------ RECORDS TO USE ------

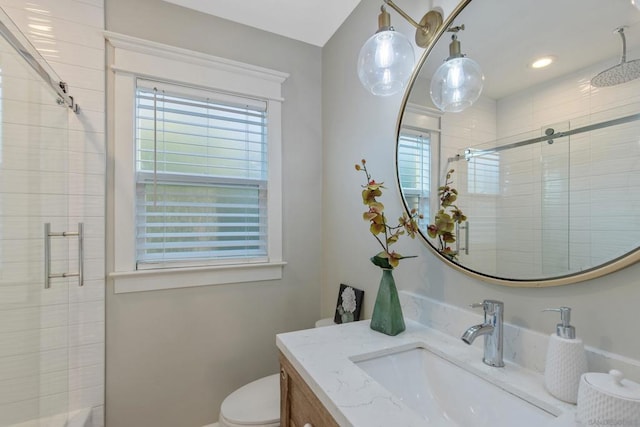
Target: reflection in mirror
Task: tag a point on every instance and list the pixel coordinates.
(546, 165)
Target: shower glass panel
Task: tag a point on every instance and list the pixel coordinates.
(34, 321)
(555, 161)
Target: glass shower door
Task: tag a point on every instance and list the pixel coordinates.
(34, 180)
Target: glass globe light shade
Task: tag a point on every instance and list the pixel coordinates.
(385, 63)
(456, 84)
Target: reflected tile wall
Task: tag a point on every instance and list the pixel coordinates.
(52, 342)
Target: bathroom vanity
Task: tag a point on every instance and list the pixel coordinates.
(299, 406)
(350, 375)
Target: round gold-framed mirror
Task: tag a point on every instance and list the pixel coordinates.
(537, 183)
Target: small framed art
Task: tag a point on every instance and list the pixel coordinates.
(349, 304)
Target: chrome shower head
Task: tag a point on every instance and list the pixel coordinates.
(621, 73)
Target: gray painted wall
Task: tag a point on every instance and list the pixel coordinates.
(172, 356)
(356, 125)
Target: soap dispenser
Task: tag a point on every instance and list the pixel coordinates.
(566, 359)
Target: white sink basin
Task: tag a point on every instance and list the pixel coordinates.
(445, 394)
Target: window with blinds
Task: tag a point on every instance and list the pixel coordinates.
(414, 158)
(201, 177)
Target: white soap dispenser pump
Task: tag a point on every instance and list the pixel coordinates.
(566, 359)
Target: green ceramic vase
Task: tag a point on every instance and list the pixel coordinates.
(387, 313)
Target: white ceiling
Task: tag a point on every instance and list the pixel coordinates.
(310, 21)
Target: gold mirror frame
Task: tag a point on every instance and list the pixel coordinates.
(592, 273)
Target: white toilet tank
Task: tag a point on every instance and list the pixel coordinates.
(255, 404)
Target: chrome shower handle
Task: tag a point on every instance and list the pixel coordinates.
(48, 234)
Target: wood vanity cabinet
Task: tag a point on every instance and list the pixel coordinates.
(299, 406)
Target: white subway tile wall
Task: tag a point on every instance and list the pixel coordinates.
(573, 184)
(543, 217)
(52, 342)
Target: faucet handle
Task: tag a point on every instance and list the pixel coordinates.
(488, 305)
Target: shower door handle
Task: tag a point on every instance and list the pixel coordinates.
(464, 227)
(48, 234)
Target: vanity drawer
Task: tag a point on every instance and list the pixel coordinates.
(299, 406)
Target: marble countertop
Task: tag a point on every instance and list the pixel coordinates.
(323, 357)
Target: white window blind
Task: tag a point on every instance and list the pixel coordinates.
(201, 177)
(414, 159)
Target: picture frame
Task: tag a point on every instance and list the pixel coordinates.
(349, 304)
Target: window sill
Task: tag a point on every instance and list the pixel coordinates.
(173, 278)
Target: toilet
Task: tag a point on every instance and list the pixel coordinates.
(256, 404)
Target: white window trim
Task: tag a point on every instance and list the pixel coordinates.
(129, 58)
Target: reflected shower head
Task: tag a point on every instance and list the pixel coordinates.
(621, 73)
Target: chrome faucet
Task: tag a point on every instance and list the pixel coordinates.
(492, 331)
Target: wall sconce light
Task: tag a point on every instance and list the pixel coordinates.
(386, 60)
(458, 82)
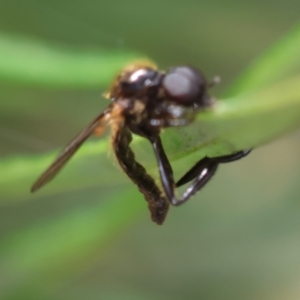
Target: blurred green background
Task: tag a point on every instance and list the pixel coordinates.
(237, 239)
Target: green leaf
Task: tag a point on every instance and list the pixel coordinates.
(33, 62)
(279, 62)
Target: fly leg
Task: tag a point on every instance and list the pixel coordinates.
(200, 173)
(157, 203)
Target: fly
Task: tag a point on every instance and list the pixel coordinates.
(144, 100)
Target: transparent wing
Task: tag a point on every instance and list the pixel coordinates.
(68, 152)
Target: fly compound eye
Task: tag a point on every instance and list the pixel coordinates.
(184, 85)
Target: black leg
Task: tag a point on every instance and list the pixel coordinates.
(201, 164)
(201, 173)
(157, 202)
(166, 174)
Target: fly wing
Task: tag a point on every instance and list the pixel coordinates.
(68, 152)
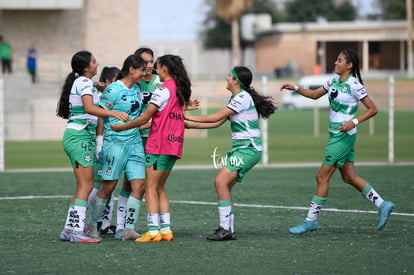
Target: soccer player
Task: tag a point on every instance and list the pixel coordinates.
(122, 151)
(147, 84)
(243, 110)
(165, 142)
(78, 103)
(108, 75)
(345, 91)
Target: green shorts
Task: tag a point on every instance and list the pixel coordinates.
(119, 157)
(97, 170)
(80, 147)
(242, 160)
(160, 162)
(340, 149)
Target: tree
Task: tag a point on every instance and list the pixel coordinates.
(311, 11)
(392, 9)
(216, 32)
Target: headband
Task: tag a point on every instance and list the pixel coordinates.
(233, 72)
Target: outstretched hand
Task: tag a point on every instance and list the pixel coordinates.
(192, 105)
(118, 127)
(122, 116)
(288, 87)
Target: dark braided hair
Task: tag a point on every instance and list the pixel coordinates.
(80, 61)
(352, 57)
(178, 72)
(264, 104)
(109, 73)
(133, 61)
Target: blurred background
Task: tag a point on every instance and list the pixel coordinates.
(280, 40)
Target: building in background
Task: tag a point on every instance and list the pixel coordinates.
(382, 46)
(59, 28)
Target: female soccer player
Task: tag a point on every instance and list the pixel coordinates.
(108, 75)
(78, 103)
(243, 110)
(165, 142)
(122, 151)
(345, 90)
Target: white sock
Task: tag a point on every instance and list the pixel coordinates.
(315, 207)
(232, 220)
(121, 212)
(106, 217)
(371, 195)
(153, 223)
(225, 214)
(79, 215)
(69, 219)
(92, 196)
(165, 222)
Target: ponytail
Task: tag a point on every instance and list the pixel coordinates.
(352, 57)
(264, 104)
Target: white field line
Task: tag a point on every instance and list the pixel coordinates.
(211, 166)
(215, 203)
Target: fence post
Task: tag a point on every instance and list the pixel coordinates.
(1, 125)
(265, 144)
(391, 120)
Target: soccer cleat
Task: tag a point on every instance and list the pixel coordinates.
(81, 237)
(118, 234)
(220, 234)
(110, 230)
(93, 232)
(148, 237)
(167, 236)
(384, 212)
(65, 234)
(130, 234)
(303, 227)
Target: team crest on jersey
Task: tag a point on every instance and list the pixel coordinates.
(88, 157)
(109, 171)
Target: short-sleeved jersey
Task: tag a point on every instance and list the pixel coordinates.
(167, 126)
(78, 118)
(245, 121)
(147, 88)
(343, 99)
(118, 97)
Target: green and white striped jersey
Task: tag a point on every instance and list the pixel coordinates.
(245, 122)
(79, 119)
(343, 98)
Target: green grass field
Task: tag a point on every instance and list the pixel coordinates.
(34, 206)
(291, 139)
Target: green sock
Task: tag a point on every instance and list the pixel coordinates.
(79, 215)
(97, 207)
(133, 206)
(225, 213)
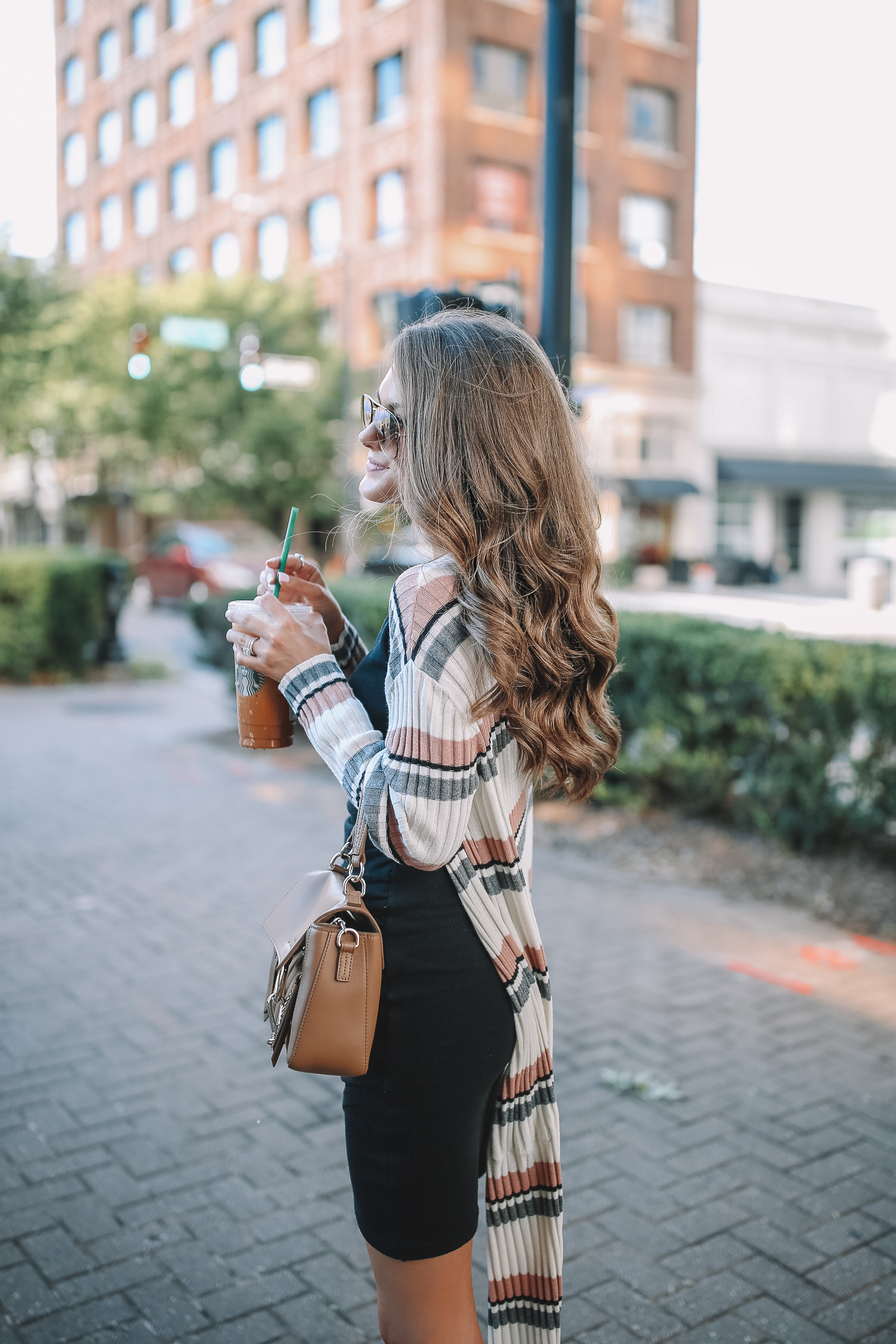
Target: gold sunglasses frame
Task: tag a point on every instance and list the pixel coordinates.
(387, 424)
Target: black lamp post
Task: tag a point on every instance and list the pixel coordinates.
(557, 278)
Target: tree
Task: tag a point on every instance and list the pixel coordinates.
(26, 293)
(188, 438)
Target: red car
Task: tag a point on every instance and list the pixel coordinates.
(199, 558)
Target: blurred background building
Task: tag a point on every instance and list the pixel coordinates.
(374, 149)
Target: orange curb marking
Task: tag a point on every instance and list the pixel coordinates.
(818, 956)
(883, 949)
(743, 968)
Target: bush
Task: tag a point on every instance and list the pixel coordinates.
(364, 600)
(53, 606)
(796, 738)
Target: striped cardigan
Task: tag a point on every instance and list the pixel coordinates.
(448, 791)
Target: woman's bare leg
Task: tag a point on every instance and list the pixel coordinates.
(426, 1302)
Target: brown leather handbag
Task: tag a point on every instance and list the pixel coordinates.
(324, 983)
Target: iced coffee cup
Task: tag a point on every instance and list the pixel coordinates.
(263, 718)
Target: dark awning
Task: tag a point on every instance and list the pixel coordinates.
(778, 475)
(648, 490)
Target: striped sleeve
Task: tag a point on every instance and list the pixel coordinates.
(349, 648)
(421, 780)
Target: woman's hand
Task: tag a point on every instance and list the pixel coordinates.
(304, 582)
(278, 640)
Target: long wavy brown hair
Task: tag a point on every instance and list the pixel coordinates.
(492, 471)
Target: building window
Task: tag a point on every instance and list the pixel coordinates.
(501, 198)
(271, 136)
(645, 228)
(180, 14)
(732, 524)
(143, 117)
(111, 222)
(73, 77)
(76, 159)
(76, 238)
(183, 261)
(390, 206)
(146, 207)
(143, 31)
(324, 229)
(183, 190)
(323, 22)
(652, 18)
(108, 54)
(225, 256)
(389, 101)
(182, 96)
(645, 335)
(652, 117)
(791, 529)
(657, 440)
(271, 44)
(225, 72)
(273, 246)
(500, 78)
(223, 168)
(109, 137)
(323, 122)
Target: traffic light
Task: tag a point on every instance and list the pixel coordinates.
(139, 363)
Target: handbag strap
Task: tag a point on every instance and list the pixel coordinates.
(354, 855)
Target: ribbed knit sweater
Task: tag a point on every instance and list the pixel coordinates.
(445, 789)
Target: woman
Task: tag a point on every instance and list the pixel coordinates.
(490, 668)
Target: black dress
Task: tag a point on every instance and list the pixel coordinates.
(417, 1124)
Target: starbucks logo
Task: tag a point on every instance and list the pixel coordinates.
(249, 682)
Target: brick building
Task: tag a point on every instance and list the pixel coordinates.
(385, 147)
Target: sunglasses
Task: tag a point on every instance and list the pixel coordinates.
(385, 421)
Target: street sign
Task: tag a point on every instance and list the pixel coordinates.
(194, 332)
(294, 372)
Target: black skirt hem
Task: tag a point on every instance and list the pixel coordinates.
(430, 1250)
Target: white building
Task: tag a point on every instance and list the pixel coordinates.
(790, 389)
(765, 456)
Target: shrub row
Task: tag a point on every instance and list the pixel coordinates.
(363, 600)
(796, 738)
(53, 606)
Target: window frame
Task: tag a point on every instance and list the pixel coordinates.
(672, 104)
(109, 116)
(148, 94)
(477, 92)
(274, 13)
(215, 149)
(177, 73)
(109, 34)
(74, 61)
(144, 11)
(219, 47)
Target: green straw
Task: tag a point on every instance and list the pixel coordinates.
(287, 545)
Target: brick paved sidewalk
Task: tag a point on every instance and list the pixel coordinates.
(159, 1180)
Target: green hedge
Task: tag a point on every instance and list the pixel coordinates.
(796, 738)
(51, 610)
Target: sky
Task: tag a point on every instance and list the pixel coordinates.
(796, 182)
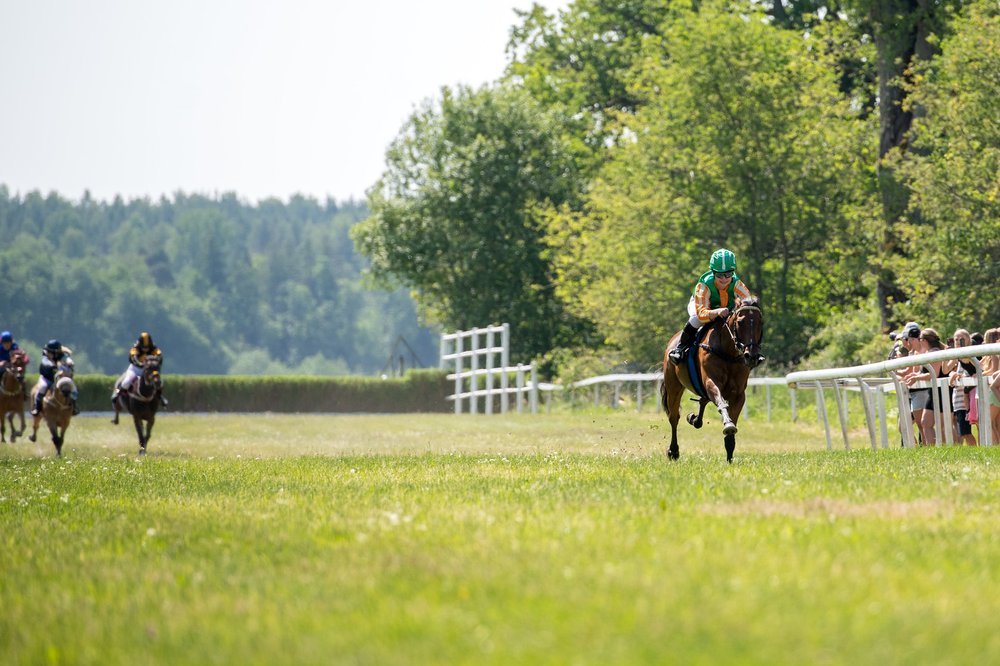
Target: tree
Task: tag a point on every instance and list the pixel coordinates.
(455, 215)
(952, 236)
(742, 140)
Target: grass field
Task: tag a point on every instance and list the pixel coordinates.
(442, 539)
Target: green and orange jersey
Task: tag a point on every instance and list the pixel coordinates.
(137, 355)
(708, 296)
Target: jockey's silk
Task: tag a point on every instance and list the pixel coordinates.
(708, 297)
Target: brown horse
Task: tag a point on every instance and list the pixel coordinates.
(142, 400)
(723, 361)
(57, 410)
(13, 395)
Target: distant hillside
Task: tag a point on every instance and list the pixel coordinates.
(223, 286)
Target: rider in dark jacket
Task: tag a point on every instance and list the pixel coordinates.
(54, 355)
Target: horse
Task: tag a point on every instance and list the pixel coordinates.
(12, 395)
(142, 400)
(57, 410)
(730, 350)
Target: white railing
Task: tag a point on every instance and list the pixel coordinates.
(873, 383)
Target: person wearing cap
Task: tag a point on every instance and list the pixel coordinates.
(928, 341)
(715, 293)
(909, 339)
(55, 359)
(958, 370)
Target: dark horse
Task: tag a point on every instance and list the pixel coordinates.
(142, 400)
(724, 360)
(13, 395)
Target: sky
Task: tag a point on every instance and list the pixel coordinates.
(265, 98)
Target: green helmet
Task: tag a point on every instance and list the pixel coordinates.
(722, 260)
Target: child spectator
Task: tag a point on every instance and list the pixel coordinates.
(957, 371)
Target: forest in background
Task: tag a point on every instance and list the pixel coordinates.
(224, 287)
(847, 152)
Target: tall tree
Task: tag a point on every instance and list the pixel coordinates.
(742, 140)
(953, 175)
(454, 217)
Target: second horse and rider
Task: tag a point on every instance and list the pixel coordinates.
(57, 361)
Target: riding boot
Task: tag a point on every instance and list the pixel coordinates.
(678, 353)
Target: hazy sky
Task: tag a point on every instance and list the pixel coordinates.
(261, 97)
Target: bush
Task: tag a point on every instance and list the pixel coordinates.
(417, 391)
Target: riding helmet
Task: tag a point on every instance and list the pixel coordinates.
(722, 260)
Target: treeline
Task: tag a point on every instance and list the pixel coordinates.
(225, 287)
(848, 153)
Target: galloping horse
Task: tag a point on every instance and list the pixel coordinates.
(12, 395)
(142, 400)
(723, 362)
(57, 410)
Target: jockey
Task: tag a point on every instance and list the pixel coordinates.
(141, 351)
(54, 358)
(716, 291)
(7, 348)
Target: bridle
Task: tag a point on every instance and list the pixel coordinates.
(731, 323)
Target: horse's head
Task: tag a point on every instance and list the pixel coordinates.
(746, 321)
(65, 386)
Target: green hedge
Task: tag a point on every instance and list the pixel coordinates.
(417, 391)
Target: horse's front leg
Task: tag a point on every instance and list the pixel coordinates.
(728, 425)
(57, 438)
(140, 432)
(35, 420)
(673, 391)
(697, 420)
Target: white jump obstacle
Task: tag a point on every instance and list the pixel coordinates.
(474, 354)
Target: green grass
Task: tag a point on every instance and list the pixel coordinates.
(442, 539)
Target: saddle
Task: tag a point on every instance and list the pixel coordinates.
(691, 361)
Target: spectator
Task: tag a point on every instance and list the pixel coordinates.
(909, 338)
(989, 405)
(928, 341)
(958, 370)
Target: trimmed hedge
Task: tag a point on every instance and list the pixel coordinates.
(417, 391)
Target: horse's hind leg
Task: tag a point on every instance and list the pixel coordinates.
(142, 434)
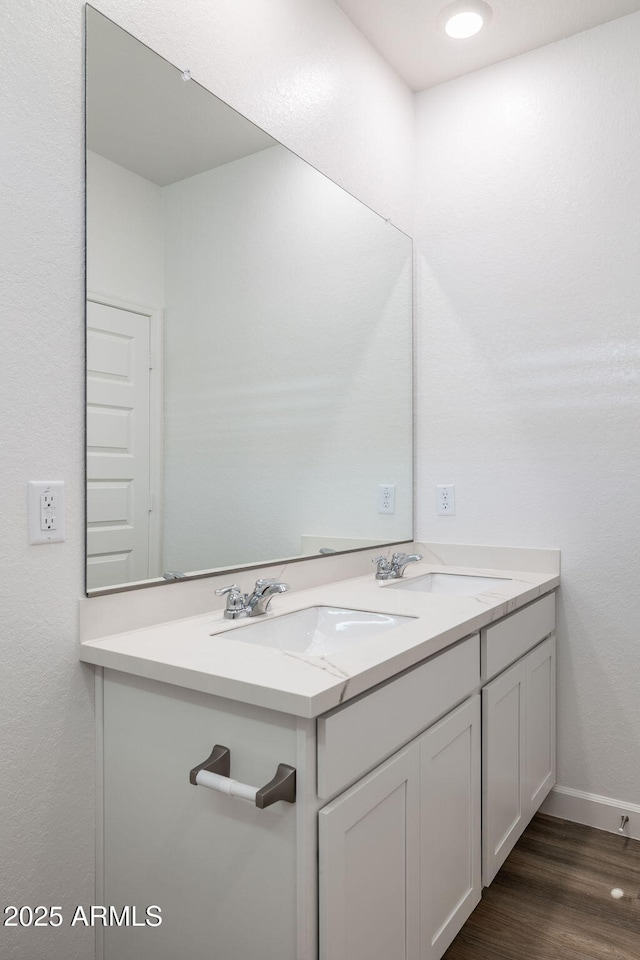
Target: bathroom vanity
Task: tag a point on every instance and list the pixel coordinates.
(420, 757)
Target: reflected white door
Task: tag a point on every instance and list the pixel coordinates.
(118, 445)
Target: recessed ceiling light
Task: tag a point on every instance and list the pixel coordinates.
(464, 18)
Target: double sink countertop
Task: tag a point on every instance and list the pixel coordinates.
(200, 653)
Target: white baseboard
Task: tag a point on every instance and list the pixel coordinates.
(592, 810)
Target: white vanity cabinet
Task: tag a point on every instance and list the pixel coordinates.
(389, 781)
(379, 857)
(518, 726)
(399, 852)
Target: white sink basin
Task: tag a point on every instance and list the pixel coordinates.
(454, 584)
(315, 631)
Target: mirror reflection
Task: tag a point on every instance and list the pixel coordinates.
(248, 342)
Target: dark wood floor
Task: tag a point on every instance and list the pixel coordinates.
(552, 899)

------

**GOAL:** Reproduce, exactly and with nothing added, the lines from the one that includes "Target: reflected white door" through the last line of the material.

**EXERCISE ANSWER:**
Target: reflected white door
Task: tag a point on every instance and list the pixel coordinates.
(118, 445)
Target: recessed ceiling light
Task: tag a point on every instance and list the pixel coordinates.
(464, 18)
Target: double sink countertop
Task: tag a point on every instance and list the pixel coordinates.
(200, 653)
Target: white baseboard
Task: tag a point on every instance and list the pixel coordinates.
(592, 810)
Target: white vanity cabinet
Task: tag a point on every instance and list the pixel coordinates.
(389, 781)
(379, 857)
(518, 726)
(399, 852)
Target: white sink basin
Task: tag a point on every instance and list the pixel coordinates.
(454, 584)
(315, 631)
Target: mirror reflection
Task: tag a point on every instance and list the pixel coordinates.
(248, 342)
Target: dark wood floor
Task: tag a point on every instance and list the pixel coordinates.
(552, 899)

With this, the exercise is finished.